Answer these questions using the passage on Antoine Lavoisier.
1. In what city was Lavoisier born?
2. What substance was the subject of his first paper?
3. In what year was he elected to the French Academy of Sciences?
# Start of SUPPLIED TEXT
Antoine Lavoisier (1743-1794) Antoine-Laurent Lavoisier (lah vwah ZYAY) was one of the
best-known French scientists and was an important government official. His theories of
combustion, his development of a way to classify the elements and the first modern
textbook of
chemistry led to his being known as the father of modern chemistry. He contributed to
much of
the research in the field of chemistry. He is quoted for saying, Nothing is lost, nothing
is created,
everything is transformed. Lavoisier was born in Paris, France on Aug. 26, 1743. When he
was
eleven years old he attended a college called Mazain. For Lavoisier's last two years in
college he
found a great deal of interest in science. He received an excellent education and
developed an
interest in all branches of science, especially chemistry. Abbe Nicolas Louis de Lacaill
taught
Lavoisier about meteorological observation. On 1763 Lavoisier received his bachelor's
degree and
on 1764 a licentiate which allowed him to practice his profession. In his spare time he
studied
books all about science. His 1st paper was written about gypsum, also known by hydrated
calcium
sulfate. He described its chemical and physical properties. He was elected to the French
Academy
of Sciences in 1768. On 1771 he married Marie Anne Pierrette Paulze. She helped Lavoisier
by
drawing diagrams for his scientific works and translating English notation for him.
# End of SUPPLIED TEXT
# Start of RECORD SET
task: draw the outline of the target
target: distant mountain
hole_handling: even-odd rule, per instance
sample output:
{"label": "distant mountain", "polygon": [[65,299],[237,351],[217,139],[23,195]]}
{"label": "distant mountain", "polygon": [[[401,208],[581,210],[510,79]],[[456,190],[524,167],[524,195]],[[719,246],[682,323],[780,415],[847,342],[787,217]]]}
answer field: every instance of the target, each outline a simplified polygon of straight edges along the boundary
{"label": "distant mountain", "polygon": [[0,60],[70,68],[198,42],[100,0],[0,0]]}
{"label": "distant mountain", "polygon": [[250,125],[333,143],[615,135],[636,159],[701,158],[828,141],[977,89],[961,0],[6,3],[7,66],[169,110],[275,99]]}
# End of RECORD SET
→ **TASK OUTPUT**
1. Paris, France
2. Gypsum, also known as hydrated calcium sulfate
3. 1768